Your goal: Gather each line of the rows below that contains the string "stem" and copy it in full. Only matches with the same letter case count.

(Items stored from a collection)
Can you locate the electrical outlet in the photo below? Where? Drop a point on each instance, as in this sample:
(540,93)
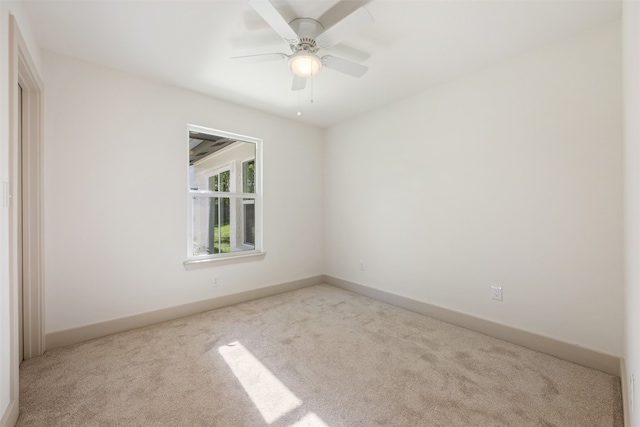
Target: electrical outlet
(496,293)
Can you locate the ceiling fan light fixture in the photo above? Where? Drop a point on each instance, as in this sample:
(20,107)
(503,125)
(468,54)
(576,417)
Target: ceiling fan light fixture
(304,64)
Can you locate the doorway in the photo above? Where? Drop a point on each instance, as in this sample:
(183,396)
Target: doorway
(26,206)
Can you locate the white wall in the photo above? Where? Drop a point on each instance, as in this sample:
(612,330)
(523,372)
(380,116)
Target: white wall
(631,70)
(116,154)
(509,176)
(6,353)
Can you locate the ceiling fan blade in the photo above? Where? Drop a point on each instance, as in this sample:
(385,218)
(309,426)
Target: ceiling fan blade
(344,66)
(260,57)
(351,24)
(269,13)
(298,83)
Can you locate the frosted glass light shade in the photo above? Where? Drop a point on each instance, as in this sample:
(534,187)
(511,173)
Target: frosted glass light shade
(304,64)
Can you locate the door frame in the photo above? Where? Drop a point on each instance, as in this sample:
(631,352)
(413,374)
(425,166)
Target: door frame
(22,71)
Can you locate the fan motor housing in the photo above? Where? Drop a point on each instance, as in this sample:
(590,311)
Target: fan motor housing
(307,29)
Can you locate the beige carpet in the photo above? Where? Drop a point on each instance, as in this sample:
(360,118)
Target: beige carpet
(318,356)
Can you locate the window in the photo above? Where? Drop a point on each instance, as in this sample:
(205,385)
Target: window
(224,195)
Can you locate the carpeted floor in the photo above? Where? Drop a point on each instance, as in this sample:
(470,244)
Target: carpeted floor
(318,356)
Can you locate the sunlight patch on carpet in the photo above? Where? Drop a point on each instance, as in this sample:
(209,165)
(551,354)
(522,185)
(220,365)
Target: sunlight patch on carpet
(272,398)
(310,420)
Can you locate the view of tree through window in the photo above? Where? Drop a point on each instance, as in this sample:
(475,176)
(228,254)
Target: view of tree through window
(223,184)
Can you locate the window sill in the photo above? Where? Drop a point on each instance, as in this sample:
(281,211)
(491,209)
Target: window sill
(192,264)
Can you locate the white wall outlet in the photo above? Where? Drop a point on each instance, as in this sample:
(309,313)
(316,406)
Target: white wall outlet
(496,292)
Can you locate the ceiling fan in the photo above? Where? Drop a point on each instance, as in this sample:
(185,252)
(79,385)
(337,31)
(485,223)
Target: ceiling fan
(306,37)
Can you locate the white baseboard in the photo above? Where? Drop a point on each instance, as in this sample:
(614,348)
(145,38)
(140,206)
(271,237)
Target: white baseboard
(10,416)
(70,336)
(571,352)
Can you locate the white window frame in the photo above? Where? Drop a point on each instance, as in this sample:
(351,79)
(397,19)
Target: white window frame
(257,250)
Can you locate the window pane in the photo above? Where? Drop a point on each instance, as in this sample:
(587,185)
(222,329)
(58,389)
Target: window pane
(249,224)
(249,177)
(224,181)
(225,206)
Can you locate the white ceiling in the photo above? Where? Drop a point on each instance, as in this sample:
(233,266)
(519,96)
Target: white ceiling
(413,45)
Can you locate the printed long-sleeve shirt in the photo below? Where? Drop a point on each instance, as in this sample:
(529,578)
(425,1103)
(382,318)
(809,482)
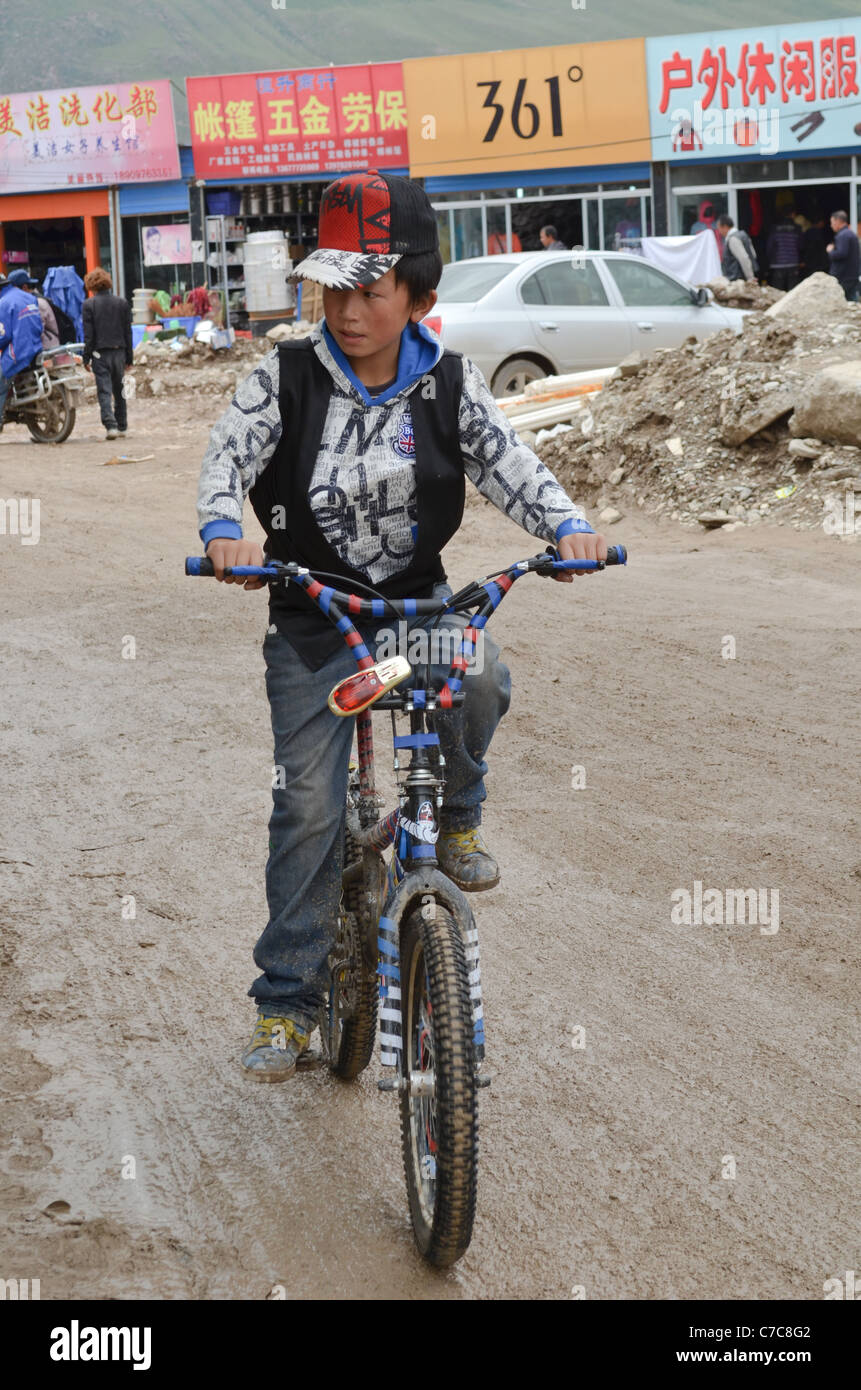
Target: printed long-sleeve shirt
(365,463)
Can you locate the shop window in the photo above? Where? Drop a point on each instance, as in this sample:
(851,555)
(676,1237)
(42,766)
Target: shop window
(822,168)
(696,211)
(573,284)
(761,171)
(697,175)
(529,217)
(622,221)
(643,287)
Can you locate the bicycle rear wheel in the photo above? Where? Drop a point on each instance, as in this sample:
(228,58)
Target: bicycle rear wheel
(438,1105)
(353,994)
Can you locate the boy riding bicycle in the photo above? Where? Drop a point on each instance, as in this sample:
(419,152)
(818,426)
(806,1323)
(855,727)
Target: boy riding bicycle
(353,445)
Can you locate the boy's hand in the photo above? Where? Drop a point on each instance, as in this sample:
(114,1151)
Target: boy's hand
(582,545)
(235,552)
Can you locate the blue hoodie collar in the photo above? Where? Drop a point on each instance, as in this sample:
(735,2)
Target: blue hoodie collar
(419,350)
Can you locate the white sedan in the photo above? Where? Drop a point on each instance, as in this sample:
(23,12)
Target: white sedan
(541,313)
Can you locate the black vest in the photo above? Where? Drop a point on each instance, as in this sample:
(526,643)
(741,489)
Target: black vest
(305,388)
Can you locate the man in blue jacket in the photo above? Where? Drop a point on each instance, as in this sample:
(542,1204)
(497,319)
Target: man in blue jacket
(20,334)
(843,255)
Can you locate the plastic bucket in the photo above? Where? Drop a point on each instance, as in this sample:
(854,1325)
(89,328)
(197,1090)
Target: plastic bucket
(267,266)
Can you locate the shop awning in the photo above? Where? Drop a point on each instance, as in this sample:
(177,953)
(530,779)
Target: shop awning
(538,178)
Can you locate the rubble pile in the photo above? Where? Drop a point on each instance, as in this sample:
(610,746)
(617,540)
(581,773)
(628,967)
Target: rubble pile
(181,364)
(742,293)
(730,430)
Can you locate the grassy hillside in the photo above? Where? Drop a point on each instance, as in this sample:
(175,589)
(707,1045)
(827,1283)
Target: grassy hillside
(42,45)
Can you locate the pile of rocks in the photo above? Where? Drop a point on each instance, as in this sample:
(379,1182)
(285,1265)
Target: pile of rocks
(730,430)
(742,293)
(182,366)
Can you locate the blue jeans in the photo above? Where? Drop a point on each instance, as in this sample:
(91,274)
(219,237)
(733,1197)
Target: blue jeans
(306,826)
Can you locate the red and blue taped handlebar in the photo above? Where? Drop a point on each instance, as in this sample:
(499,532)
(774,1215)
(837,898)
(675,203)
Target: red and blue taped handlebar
(484,597)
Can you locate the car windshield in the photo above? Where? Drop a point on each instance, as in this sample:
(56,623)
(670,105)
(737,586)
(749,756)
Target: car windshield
(463,282)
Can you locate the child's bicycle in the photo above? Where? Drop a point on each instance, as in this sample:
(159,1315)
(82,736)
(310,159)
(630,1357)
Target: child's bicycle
(406,948)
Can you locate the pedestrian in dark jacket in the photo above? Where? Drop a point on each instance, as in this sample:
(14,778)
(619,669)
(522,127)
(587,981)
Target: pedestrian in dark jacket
(843,255)
(20,335)
(783,249)
(550,239)
(107,348)
(814,257)
(739,256)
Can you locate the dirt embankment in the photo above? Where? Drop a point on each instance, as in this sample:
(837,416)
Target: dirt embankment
(733,430)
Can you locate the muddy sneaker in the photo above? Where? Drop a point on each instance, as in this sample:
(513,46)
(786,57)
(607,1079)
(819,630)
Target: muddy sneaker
(465,858)
(276,1045)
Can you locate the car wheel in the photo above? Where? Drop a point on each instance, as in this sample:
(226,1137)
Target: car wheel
(512,377)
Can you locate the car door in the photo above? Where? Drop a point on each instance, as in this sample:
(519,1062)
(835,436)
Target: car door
(660,307)
(570,314)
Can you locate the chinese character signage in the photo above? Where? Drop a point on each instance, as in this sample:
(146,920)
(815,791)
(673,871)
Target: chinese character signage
(167,245)
(303,121)
(774,89)
(116,134)
(527,109)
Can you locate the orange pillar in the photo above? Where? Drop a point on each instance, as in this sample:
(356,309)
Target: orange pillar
(91,242)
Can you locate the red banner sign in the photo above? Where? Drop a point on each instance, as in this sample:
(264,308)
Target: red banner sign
(303,121)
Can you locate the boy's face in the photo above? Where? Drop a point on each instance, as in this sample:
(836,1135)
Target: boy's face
(369,320)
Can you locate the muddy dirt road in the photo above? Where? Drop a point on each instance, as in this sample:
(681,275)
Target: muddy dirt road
(601,1165)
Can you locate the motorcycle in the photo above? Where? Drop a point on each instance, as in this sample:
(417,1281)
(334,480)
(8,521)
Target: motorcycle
(46,395)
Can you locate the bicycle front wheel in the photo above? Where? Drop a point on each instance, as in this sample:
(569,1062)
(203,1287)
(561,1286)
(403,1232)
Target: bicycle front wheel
(438,1101)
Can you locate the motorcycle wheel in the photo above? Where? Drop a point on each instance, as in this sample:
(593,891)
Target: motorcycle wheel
(52,420)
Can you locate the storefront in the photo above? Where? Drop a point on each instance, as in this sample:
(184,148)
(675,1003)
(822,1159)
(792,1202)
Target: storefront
(511,142)
(760,124)
(77,148)
(156,230)
(597,216)
(264,146)
(42,230)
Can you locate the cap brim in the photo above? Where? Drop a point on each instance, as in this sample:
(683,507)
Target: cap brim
(344,270)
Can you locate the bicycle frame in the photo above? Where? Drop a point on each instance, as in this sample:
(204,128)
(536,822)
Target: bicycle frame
(412,827)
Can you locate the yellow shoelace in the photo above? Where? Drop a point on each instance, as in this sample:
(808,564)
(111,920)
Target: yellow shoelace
(287,1030)
(466,840)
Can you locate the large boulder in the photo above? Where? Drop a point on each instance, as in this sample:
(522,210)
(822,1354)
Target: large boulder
(815,299)
(829,406)
(751,403)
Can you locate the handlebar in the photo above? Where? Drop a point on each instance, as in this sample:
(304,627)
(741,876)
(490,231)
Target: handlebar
(341,608)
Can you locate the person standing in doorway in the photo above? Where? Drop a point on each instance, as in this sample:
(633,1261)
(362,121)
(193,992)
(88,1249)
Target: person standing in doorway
(50,334)
(739,259)
(107,348)
(814,257)
(550,239)
(783,250)
(843,255)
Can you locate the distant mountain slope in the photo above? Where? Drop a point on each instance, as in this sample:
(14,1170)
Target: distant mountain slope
(42,45)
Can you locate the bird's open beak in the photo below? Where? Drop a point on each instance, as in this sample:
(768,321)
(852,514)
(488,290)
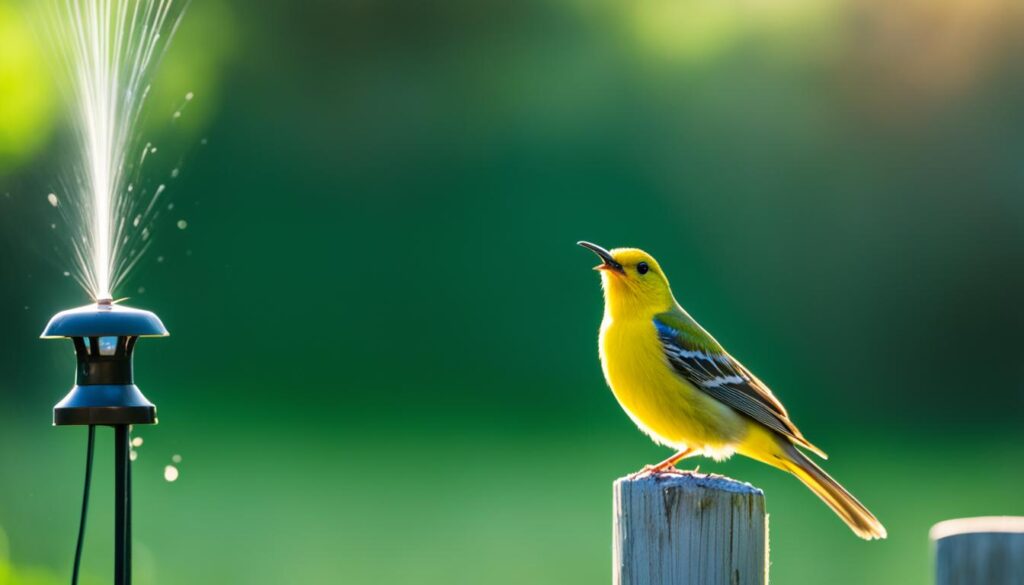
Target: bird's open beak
(608,263)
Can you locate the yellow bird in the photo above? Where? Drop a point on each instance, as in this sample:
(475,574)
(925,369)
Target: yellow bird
(681,387)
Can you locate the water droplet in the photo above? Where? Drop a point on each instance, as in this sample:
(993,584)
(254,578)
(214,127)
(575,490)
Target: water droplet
(170,473)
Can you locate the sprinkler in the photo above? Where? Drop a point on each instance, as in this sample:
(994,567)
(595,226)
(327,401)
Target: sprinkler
(104,393)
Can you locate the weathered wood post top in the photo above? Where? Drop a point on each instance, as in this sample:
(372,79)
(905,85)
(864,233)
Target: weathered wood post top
(985,550)
(688,529)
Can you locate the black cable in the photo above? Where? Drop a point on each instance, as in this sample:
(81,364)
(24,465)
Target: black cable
(85,504)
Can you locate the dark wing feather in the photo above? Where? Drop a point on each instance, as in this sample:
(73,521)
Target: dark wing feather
(698,359)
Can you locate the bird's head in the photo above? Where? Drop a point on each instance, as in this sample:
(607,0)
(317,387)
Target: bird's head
(634,283)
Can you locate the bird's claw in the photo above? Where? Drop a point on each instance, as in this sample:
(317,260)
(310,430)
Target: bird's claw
(655,470)
(660,468)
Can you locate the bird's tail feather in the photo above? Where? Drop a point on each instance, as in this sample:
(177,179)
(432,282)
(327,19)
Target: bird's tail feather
(860,520)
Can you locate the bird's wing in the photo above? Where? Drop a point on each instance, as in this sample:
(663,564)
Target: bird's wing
(696,357)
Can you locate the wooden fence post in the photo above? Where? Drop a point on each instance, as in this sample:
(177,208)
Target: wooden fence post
(987,550)
(688,529)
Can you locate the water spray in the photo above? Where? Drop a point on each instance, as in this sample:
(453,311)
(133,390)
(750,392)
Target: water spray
(104,393)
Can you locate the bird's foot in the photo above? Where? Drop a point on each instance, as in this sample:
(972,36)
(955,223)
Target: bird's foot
(669,468)
(666,467)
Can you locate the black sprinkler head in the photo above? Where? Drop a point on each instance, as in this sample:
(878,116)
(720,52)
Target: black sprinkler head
(104,336)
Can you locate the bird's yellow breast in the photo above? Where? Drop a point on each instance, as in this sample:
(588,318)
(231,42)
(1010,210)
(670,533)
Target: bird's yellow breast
(662,403)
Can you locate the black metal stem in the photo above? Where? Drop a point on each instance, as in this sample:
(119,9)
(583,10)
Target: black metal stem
(122,506)
(85,503)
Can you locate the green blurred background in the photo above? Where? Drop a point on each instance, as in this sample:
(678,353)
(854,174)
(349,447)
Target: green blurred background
(383,362)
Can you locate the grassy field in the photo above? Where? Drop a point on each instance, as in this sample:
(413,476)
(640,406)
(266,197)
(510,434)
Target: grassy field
(470,505)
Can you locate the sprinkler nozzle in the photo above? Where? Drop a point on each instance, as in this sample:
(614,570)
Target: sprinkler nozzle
(104,337)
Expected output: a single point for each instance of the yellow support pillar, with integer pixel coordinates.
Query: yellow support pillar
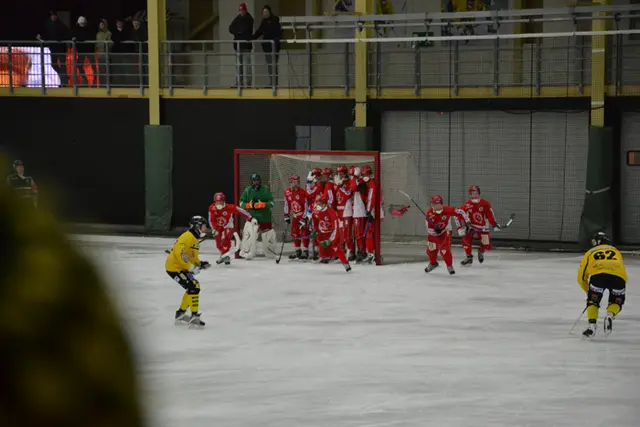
(363, 7)
(156, 27)
(598, 64)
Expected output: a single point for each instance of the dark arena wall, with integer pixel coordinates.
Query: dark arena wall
(86, 155)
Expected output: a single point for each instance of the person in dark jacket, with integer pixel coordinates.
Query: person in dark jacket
(56, 34)
(84, 37)
(271, 30)
(242, 29)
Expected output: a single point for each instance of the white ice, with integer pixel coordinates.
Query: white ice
(302, 345)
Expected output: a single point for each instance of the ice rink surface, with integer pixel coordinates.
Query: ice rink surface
(301, 345)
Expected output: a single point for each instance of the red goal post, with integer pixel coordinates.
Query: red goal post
(392, 172)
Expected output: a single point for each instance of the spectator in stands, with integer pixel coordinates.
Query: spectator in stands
(122, 58)
(23, 186)
(242, 29)
(270, 29)
(84, 37)
(56, 34)
(140, 36)
(102, 47)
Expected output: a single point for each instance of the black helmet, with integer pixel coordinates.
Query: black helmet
(600, 238)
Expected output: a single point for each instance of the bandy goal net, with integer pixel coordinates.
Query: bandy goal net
(396, 238)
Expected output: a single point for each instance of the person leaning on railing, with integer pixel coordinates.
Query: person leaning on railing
(242, 29)
(270, 29)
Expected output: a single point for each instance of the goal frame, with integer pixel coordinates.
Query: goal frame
(377, 171)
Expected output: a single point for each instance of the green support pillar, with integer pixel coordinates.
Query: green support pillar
(597, 212)
(358, 139)
(158, 168)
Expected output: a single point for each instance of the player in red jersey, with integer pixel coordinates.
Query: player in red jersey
(344, 207)
(327, 229)
(314, 188)
(221, 216)
(439, 229)
(479, 212)
(296, 205)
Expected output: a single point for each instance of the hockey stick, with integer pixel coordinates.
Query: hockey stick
(576, 324)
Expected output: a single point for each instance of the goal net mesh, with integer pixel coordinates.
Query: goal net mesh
(402, 238)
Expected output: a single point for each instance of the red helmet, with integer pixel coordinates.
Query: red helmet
(474, 188)
(321, 199)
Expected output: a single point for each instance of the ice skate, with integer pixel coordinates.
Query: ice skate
(467, 261)
(296, 255)
(196, 322)
(590, 332)
(224, 259)
(430, 267)
(181, 317)
(608, 324)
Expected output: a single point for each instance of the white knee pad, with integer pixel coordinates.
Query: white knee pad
(270, 243)
(249, 244)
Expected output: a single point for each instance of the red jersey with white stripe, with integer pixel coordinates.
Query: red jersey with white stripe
(296, 202)
(344, 201)
(480, 213)
(442, 220)
(326, 224)
(359, 190)
(329, 191)
(219, 219)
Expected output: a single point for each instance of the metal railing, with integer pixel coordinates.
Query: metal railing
(209, 65)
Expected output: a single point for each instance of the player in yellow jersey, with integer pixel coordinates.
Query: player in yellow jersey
(602, 268)
(182, 263)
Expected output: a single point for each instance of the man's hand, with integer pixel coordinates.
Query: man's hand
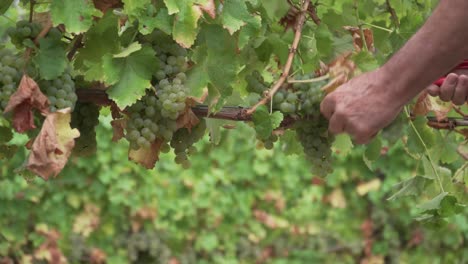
(454, 88)
(363, 106)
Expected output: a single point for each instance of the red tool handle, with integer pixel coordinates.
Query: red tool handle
(461, 66)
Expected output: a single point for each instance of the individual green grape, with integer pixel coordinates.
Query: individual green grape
(85, 118)
(60, 92)
(183, 142)
(10, 75)
(316, 141)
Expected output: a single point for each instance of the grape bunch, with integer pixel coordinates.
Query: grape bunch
(256, 83)
(269, 143)
(172, 95)
(23, 33)
(85, 118)
(310, 94)
(10, 75)
(146, 123)
(60, 92)
(183, 143)
(172, 58)
(147, 247)
(316, 141)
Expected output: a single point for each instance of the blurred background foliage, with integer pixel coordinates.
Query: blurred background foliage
(236, 205)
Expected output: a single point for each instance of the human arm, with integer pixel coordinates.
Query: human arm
(369, 102)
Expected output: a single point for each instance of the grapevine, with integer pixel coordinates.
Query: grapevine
(10, 74)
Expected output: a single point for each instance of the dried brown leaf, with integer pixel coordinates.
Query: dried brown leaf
(147, 157)
(53, 146)
(23, 101)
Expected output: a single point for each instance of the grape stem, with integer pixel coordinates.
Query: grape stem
(287, 67)
(314, 80)
(235, 113)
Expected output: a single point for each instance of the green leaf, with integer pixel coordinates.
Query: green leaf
(130, 76)
(235, 15)
(172, 6)
(4, 5)
(275, 9)
(51, 58)
(420, 136)
(134, 47)
(411, 187)
(266, 123)
(185, 28)
(76, 15)
(101, 40)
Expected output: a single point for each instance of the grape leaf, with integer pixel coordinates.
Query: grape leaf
(420, 136)
(51, 58)
(185, 28)
(53, 146)
(101, 39)
(235, 15)
(130, 76)
(22, 102)
(76, 15)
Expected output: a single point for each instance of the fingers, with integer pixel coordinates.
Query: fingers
(447, 89)
(461, 90)
(434, 90)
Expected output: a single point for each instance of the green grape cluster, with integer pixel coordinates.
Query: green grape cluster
(85, 118)
(310, 94)
(256, 83)
(147, 247)
(10, 75)
(60, 92)
(183, 143)
(269, 143)
(146, 123)
(172, 58)
(172, 95)
(316, 141)
(23, 33)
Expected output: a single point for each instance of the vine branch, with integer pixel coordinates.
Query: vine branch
(287, 67)
(234, 113)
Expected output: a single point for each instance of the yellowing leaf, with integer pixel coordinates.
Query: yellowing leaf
(52, 147)
(22, 102)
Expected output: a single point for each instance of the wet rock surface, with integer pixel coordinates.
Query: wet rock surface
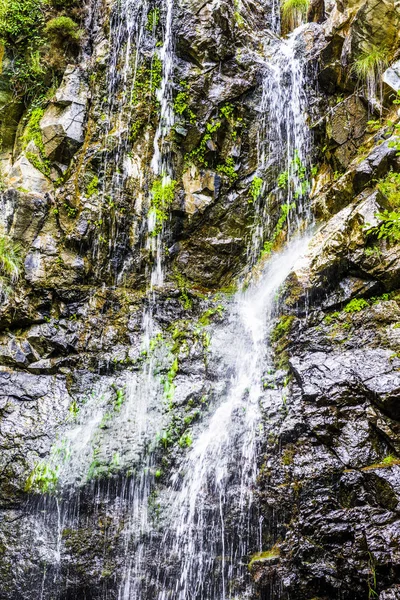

Exercise answer:
Can you locate the black metal stem in the photo above? Where? Drop a point on each instance, as in this sample:
Target: black metal stem
Expected output: a single point for each instance of the grape stem, with integer pixel coordinates.
Query: grape stem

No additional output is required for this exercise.